▶ **EXERCISE A**: Reproduce, from the passage on North Fork and Capital One, the part that opens with the words containing "But in the hands" and closes with "corporate debt markets.".
▶ **EXERCISE B**: In the passage on North Fork and Capital One, at what rates can North Fork's deposit assets be lent out once they are in the hands of Capital One?

▶ **DOCUMENT SEGMENT**:
═══

As The Wall Street Journal put it:  "Like other regional banks, North Fork has been grappling with a flat or inverted yield curve, resulting in narrower difference between long-term and short-term interest rates. That creates a difficult situation for the banking business, which borrows money at short-term rates and lends it at long-term rates -- typically making a profit on the spread between the two."  And as John Kanas, North Fork's CEO, said:  "In the current economic environment, it is hard to imagine that yield curve will improve any time soon."  In other words, regional banks' basic economic model is broken.

But in the hands of Capital One, North Fork's deposit assets can be lent out not at low long-term mortgage rates but at high credit-card interest rates—and Capital One gets to pay lower interest for those assets than if it had to go to the potentially volatile commercial paper or corporate debt markets.

═══

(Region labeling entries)
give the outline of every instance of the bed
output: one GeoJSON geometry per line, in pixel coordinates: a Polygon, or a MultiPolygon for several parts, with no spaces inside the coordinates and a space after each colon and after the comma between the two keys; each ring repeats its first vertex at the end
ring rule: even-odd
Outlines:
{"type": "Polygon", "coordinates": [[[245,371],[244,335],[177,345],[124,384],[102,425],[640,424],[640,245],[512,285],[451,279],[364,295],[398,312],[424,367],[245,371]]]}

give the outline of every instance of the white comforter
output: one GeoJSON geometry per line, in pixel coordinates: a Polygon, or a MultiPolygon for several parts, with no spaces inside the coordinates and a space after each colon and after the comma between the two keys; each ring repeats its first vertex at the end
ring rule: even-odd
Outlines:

═══

▶ **WRITTEN REPLY A**:
But in the hands of Capital One, North Fork's deposit assets can be lent out not at low long-term mortgage rates but at high credit-card interest rates—and Capital One gets to pay lower interest for those assets than if it had to go to the potentially volatile commercial paper or corporate debt markets.

▶ **WRITTEN REPLY B**: At high credit-card interest rates.